Text section —
++++++++

The Principle of Relativity

The Principle of Relativity

THE PRINCIPLE OF RELATIVITY

ORIGINAL PAPERS BY

A. EINSTEIN AND H. MINKOWSKI

TRANSLATED INTO ENGLISH BY

M. N. SAHA AND S. N. BOSELECTURERS ON PHYSICS AND APPLIED MATHEMATICS University College of Science, Calcutta University

WITH A HISTORICAL INTRODUCTION BYP. C. MAHALANOBIS PROFESSOR OF PHYSICS, PRESIDENCY COLLEGE, CALCU.

PUBLISHED BY THE

UNIVERSITY OF CALCUTTA1920 Sole Agents R. CAMBRAY & CO. PRINTED BY ATULCHANDRA BHATTACHARYYA, AT THE CALCUTTA UNIVERSITY PRESS, SENATE HOUSE, CALCUTTA

TABLE OF CONTENTS1. Historical Introduction i-xxiii

[By Mr. P. C. Mahalanobis.] 2. On the Electrodynamics of Moving Bodies 1-34 [Einstein's first paper on the restricted Theory of Relativity, originally published in the Annalen der Physik in 1905. Translated from the original German by Dr. Meghnad Saha.] 3. Albrecht Einstein 35-39 [A short biographical note by Dr. Meghnad Saha.] 4. Principle of Relativity 1-52 [H. Minkowski's original paper on the restricted Principle of Relativity first published in 1909. Translated from the original German by Dr. Meghnad Saha.] 5. Appendix to the above by H. Minkowski 53-88 [Translated by Dr. Meghnad Saha.] 6. The Generalised Principle of Relativity 89-163 [A. Einstein's second paper on the Generalised Principle first published in 1916. Translated from the original German by Mr. Satyendranath Bose.] 7. Notes 165-185 Transcriber's Note: The plain text version of this ebook includes complex mathematical formulas. Some are simple in-line expressions like k = 1 - 1/μ^2. They may include special notations such as x^y for x to the power of y, x_{y} for x with a subscript of y, [=a] for an 'a' with a bar across the top, [.a] for an 'a' with a dot over it, [..a] for an 'a' with two dots over it. Others are more complex "ASCII Art" like this: l l 2lc 2l t₁ = ------ + ------ = -------- = --- β² c - u c + u c² - u² c Some are so complex that they must be rendered in the TeX mathematical notation, enclosed between double dollar signs, like this: $ \beta = (1 - \frac {u^2}{c^2})^{-\frac{1}{2}} $

HISTORICAL INTRODUCTION

Lord Kelvin writing in 1893, in his preface to the English edition of Hertz's Researches on Electric Waves, says "many workers and many thinkers have helped to build up the nineteenth century school of plenum, one ether for light, heat, electricity, magnetism; and the German and English volumes containing Hertz's electrical papers, given to the world in the last decade of the century, will be a permanent monument of the splendid consummation now realised."

++++++++

Given material —
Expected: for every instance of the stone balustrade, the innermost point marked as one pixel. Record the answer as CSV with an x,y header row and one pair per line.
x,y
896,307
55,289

++++++++

Exercise A — According to the Principle of Relativity text, who translated Einstein's 1916 paper on the Generalised Principle of Relativity?
Exercise B — Reproduce the stretch of the Principle of Relativity text from "ORIGINAL PAPERS BY" through "PRESIDENCY COLLEGE, CALCU.", word for word.

Output A — Mr. Satyendranath Bose

Output B —
ORIGINAL PAPERS BY

A. EINSTEIN AND H. MINKOWSKI

TRANSLATED INTO ENGLISH BY

M. N. SAHA AND S. N. BOSELECTURERS ON PHYSICS AND APPLIED MATHEMATICS University College of Science, Calcutta University

WITH A HISTORICAL INTRODUCTION BYP. C. MAHALANOBIS PROFESSOR OF PHYSICS, PRESIDENCY COLLEGE, CALCU.